Given text:

□ □ □ □

Consolidated Credit Corp. v. Laurence

429 P.2d 455 | Ariz. Ct. App. | 1967

PORTER MURRY, Judge of the Superior Court.

Appellee, John Laurence, dba Laurence Company, hereinafter called plaintiff, on March 27, 1961, in the Superior Court of Cochise County, Arizona, took judgment against C. M. Dressel and Leota Dressel, his wife.

Thereafter, on May 23, 1961, a writ of execution was issued by the Clerk of the Cochise County Superior Court and delivered to the Sheriff of Maricopa County. On the same day, pursuant to said writ of execution, the sheriff levied upon two transport semi-trailers and two Kenworth tractors owned by C. M. Dressel and Leota Dressel.

On June 2, 1961, appellants, Consolidated Credit Corporation and Colorado Kenworth Company, referred to in this opinion as defendants one and two, filed with the sheriff their Third Party Claim to property levied upon, together with the required bonds. The two transport semi-trailers were then released to Defendant one and the two Kenworth truck trailers were released to Defendant two.

On September 28, 1961, pursuant to Title 12, Chapter 8, Article 13 of the Arizona Revised Statutes, the Superior Court entered its direction of issue, and the parties to this action thereafter filed their pleadings bringing this matter to issue. The action was tried by the Court sitting without a jury which granted judgment to the Plaintiff and against the Defendants. From this judgment the Defendants appeal.

The action was a trial of title to personal property under levy, a statutory proceeding governed by A.R.S. § 12-1331 et seq. The defendants claimed property which had been levied upon by plaintiff while executing the above judgment he held against C. M. Dressel.

The issues involved are: 1. The identification of the property subject to levy. 2. The nature of defendants’ interests in the property, and 3. The actual or constructive notice to plaintiff of defendants’ interests; the question of priorities of liens—one a domestic execution lien and the others foreign instrument liens.

□ □ □ □

Data shown:
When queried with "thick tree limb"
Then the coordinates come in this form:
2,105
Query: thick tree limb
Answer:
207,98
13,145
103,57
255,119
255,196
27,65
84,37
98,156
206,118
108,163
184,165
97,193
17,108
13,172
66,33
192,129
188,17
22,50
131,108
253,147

□ □ □ □

Challenge 1: Set down the passage of the court opinion from "The issues involved" to "foreign instrument liens." without any changes.
Challenge 2: Write the next part of the Consolidated Credit Corp. v. Laurence opinion, beginning right after its final sentence.

Result 1:
The issues involved are: 1. The identification of the property subject to levy. 2. The nature of defendants’ interests in the property, and 3. The actual or constructive notice to plaintiff of defendants’ interests; the question of priorities of liens—one a domestic execution lien and the others foreign instrument liens.

Result 2:
The lower court held (1) That the vehicles levied upon were not, in fact, the vehicles upon which the defendants claimed their liens, (2) The liens claimed by defendants were not entitled to priority over the plaintiff’s Arizona execution lien, and (3) Plaintiff was not chargeable with notice of any liens claimed by Defendants upon the vehicles levied upon. It is from these holdings and upon these issues that Defendants appeal.

On May 3, 1960, one Calvin M. Dressel, a resident of Sterling, Logan County, Colorado, purchased from Colorado Kenworth Company of Denver, Colorado, a 1952 Ken-worth Truck tractor, Model CD825C, serial number 61811, motor number 133743, and a *5701951 Kenworth Truck tractor, Model 825, serial number 60487, motor number 132021. Colorado Kenworth Company took as security for payments of the balance a chattel mortage on the two truck tractors. At the time of levy of plaintiff’s writ of execution Truck Acceptance Corporation was the holder of said chattel mortage.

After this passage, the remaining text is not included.